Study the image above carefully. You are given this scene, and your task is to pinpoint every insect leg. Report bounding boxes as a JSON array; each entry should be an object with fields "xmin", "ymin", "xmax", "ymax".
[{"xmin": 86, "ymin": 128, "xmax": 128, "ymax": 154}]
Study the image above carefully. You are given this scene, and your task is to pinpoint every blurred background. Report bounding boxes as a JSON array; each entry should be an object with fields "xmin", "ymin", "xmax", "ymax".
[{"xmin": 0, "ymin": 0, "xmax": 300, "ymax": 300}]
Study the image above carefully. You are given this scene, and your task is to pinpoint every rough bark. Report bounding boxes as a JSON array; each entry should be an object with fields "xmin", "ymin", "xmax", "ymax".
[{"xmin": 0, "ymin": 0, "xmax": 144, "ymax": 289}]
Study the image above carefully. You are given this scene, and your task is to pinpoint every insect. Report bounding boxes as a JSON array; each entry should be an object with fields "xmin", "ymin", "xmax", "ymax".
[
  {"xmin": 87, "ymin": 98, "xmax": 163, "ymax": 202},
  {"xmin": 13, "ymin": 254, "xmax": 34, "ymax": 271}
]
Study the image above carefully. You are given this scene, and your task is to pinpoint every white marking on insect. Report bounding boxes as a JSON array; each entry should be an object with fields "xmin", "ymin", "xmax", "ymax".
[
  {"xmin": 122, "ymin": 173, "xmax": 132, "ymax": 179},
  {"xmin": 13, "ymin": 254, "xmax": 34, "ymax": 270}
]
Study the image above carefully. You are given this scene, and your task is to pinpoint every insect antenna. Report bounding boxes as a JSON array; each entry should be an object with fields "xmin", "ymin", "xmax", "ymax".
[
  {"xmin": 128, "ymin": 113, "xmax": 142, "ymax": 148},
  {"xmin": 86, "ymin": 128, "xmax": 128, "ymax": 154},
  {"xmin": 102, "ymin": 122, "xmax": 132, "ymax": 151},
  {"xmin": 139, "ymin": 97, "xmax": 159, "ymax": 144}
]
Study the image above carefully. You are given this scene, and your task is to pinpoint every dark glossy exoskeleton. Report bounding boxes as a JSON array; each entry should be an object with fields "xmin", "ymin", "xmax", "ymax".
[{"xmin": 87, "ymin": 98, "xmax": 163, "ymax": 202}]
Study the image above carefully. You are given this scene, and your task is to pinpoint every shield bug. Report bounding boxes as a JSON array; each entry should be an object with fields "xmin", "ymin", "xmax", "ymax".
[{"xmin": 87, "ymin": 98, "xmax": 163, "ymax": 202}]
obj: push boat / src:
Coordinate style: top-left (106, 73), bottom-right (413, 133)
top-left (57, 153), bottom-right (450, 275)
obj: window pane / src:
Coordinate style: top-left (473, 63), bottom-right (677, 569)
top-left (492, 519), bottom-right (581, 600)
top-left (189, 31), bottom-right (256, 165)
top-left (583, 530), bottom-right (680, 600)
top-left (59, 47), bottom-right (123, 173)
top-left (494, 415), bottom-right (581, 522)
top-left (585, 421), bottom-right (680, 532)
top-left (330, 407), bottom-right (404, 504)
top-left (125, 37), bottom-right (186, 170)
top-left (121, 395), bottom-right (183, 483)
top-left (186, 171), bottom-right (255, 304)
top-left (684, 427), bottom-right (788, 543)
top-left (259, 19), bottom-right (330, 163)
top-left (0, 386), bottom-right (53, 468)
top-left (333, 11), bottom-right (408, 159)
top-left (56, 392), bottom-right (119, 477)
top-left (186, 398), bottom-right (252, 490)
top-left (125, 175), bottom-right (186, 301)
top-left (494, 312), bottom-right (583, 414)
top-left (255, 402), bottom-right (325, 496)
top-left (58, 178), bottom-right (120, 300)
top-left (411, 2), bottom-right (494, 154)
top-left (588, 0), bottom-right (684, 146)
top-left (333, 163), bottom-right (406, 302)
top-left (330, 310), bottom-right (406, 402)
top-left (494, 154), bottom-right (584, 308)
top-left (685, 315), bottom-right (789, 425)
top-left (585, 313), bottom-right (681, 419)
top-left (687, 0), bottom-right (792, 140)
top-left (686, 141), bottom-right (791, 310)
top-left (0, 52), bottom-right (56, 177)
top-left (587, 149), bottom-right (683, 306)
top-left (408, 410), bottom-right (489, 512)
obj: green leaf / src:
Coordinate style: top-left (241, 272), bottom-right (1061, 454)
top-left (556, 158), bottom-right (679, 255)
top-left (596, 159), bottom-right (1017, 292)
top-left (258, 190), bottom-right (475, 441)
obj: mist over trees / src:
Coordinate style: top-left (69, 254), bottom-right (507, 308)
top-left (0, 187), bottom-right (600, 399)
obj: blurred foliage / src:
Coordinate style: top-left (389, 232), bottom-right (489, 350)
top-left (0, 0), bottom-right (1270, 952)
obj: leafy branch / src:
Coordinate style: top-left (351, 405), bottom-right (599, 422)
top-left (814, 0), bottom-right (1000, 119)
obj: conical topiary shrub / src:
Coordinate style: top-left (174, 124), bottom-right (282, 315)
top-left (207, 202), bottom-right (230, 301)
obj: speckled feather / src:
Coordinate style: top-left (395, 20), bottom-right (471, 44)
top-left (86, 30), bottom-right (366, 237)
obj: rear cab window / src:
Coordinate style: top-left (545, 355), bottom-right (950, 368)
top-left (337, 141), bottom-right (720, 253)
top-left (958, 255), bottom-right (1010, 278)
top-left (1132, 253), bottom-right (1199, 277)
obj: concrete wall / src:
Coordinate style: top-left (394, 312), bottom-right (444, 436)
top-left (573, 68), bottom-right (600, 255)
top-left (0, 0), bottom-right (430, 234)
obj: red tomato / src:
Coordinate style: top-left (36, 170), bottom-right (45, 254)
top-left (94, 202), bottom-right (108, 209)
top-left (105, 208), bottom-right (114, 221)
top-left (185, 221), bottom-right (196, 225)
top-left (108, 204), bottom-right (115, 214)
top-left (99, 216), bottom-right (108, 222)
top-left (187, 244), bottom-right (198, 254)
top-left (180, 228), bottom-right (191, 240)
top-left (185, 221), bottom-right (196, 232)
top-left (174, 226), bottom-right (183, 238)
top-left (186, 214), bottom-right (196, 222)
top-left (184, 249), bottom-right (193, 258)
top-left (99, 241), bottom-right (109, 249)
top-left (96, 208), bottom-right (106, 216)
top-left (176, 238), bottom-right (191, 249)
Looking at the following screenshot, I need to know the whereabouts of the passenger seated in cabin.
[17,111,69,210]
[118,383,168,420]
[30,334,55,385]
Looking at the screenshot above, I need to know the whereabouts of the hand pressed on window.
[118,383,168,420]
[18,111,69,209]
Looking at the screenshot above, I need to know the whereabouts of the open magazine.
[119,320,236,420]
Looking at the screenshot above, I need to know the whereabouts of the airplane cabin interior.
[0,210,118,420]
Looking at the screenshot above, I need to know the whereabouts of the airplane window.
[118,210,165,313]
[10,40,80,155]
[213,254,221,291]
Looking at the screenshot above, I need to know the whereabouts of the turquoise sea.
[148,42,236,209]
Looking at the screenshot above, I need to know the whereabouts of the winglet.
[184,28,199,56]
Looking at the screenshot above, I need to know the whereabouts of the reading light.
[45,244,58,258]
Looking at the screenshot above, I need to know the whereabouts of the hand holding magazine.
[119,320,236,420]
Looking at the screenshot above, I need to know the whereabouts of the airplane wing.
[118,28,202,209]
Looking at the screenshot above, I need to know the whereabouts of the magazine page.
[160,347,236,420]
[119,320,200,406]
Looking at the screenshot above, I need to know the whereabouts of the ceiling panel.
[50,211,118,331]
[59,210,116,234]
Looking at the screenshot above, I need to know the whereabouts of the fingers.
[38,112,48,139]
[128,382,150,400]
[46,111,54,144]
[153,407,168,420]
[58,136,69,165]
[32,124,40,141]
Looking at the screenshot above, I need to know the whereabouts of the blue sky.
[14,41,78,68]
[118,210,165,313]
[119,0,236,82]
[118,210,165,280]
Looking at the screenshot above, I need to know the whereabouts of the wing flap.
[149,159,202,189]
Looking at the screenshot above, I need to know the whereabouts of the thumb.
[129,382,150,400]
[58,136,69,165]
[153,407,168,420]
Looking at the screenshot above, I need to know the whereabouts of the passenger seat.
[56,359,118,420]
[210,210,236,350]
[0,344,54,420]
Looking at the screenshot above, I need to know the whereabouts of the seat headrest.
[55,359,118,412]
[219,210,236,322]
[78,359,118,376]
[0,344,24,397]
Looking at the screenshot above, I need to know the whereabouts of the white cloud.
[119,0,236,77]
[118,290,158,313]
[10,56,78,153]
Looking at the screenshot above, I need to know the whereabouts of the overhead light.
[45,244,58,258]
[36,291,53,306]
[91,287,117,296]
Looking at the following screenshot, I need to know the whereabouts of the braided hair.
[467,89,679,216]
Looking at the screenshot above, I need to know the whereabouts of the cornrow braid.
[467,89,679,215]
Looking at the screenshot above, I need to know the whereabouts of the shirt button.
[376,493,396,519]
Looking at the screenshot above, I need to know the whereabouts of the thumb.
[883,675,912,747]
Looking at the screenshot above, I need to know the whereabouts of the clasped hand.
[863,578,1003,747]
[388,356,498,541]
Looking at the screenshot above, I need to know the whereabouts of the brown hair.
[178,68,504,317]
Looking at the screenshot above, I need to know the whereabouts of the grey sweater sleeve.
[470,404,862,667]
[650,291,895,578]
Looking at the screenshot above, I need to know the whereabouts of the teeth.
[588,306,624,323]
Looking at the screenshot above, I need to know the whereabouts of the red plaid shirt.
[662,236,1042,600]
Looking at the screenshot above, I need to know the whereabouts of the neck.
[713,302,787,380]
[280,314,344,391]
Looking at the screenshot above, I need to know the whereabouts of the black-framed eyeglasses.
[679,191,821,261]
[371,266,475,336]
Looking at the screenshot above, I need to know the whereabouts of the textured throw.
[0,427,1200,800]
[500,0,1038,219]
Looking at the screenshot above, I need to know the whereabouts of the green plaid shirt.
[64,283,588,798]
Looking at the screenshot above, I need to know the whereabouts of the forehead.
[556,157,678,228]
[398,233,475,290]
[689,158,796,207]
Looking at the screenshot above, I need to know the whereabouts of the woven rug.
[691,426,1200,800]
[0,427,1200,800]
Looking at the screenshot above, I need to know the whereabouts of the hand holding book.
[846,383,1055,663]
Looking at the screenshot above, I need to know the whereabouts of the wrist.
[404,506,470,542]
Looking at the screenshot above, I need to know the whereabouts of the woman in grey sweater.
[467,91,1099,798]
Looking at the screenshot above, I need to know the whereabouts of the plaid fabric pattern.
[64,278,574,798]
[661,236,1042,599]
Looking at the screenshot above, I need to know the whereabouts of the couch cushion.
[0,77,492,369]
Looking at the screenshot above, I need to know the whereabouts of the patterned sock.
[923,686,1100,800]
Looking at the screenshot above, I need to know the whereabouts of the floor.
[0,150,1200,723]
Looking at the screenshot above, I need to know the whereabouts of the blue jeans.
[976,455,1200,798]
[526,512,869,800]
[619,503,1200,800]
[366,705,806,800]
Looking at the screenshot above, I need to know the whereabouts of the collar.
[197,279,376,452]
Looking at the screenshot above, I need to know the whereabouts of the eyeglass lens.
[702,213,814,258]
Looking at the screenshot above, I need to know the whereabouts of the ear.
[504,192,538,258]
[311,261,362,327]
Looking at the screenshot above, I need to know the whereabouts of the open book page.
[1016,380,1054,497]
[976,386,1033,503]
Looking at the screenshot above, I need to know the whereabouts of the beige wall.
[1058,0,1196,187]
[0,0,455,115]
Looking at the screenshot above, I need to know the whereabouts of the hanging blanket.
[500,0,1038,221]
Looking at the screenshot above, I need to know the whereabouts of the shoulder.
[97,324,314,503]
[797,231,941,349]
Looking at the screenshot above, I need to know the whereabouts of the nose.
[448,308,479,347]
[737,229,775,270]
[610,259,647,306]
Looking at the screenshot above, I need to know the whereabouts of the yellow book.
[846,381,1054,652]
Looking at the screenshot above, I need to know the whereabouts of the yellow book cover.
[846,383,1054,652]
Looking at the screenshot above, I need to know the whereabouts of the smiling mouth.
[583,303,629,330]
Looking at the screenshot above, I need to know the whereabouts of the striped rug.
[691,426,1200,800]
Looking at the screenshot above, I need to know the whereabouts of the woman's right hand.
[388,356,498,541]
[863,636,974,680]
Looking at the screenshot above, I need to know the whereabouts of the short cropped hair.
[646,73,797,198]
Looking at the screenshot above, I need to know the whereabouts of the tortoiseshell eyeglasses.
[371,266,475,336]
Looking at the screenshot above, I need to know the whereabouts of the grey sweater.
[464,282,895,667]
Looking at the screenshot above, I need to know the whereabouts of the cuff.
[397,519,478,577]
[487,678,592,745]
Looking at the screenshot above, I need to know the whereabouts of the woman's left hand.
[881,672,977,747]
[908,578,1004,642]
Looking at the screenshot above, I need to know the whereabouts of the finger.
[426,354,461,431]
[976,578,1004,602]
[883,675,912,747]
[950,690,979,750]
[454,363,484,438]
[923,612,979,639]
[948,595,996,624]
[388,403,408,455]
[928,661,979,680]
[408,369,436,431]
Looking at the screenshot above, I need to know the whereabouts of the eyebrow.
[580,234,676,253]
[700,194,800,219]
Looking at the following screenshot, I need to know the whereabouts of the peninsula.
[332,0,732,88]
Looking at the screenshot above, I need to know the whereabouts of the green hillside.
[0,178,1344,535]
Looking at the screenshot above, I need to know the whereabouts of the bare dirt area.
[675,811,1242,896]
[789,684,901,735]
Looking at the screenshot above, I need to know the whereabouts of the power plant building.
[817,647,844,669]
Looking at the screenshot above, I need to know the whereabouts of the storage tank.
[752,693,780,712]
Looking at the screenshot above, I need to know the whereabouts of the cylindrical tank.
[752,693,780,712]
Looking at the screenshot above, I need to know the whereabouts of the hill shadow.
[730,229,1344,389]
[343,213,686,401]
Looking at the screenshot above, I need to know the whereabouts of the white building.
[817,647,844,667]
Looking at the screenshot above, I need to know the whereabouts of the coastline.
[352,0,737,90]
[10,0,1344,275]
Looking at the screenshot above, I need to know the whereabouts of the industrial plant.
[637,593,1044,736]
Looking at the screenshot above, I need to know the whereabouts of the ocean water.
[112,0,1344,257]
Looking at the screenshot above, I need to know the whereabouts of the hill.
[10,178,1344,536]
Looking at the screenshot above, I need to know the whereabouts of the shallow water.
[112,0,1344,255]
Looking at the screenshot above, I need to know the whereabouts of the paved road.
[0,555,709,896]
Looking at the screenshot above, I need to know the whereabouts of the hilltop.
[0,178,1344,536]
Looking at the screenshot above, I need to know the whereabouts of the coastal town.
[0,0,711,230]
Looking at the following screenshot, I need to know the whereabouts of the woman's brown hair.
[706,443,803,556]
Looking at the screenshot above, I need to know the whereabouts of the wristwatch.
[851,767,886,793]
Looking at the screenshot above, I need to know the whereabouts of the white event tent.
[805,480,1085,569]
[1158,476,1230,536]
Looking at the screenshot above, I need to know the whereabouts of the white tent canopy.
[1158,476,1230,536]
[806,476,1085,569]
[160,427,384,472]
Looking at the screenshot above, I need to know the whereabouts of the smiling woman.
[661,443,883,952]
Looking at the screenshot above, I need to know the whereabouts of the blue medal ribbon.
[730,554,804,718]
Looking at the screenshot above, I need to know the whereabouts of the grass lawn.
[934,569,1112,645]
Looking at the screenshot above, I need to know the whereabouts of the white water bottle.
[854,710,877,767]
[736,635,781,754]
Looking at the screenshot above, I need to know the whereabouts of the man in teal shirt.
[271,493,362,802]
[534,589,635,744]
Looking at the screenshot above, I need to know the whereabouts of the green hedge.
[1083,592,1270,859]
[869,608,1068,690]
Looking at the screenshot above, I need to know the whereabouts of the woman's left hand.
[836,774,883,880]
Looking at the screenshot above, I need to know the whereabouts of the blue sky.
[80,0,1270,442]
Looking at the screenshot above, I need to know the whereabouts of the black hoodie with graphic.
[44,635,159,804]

##########

## GIVEN INSTRUCTION:
Change "whereabouts" to "location" in everything from the line containing "the ocean water." down to the line containing "[661,443,883,952]", and give back only those lines with nothing else altered.

## RESPONSE TO THIS TASK:
Looking at the screenshot above, I need to know the location of the ocean water.
[112,0,1344,257]
Looking at the screenshot above, I need to know the location of the hill.
[10,178,1344,536]
Looking at the screenshot above, I need to know the location of the shallow water.
[112,0,1344,255]
Looking at the screenshot above, I need to know the location of the paved road.
[0,555,709,896]
Looking at the screenshot above, I need to know the location of the hilltop.
[0,178,1344,536]
Looking at the screenshot above, I need to know the location of the coastal town.
[0,0,711,230]
Looking at the following screenshot, I need to know the location of the woman's brown hair.
[706,443,803,556]
Looking at the screenshot above, I need to know the location of the wristwatch.
[851,767,886,793]
Looking at the screenshot above, I need to know the location of the white event tent.
[805,480,1085,569]
[1158,476,1230,536]
Looking at the screenshot above, I need to know the location of the white tent canopy.
[1158,476,1230,536]
[806,476,1085,569]
[160,427,384,472]
Looking at the screenshot above, I need to know the location of the smiling woman.
[661,443,883,952]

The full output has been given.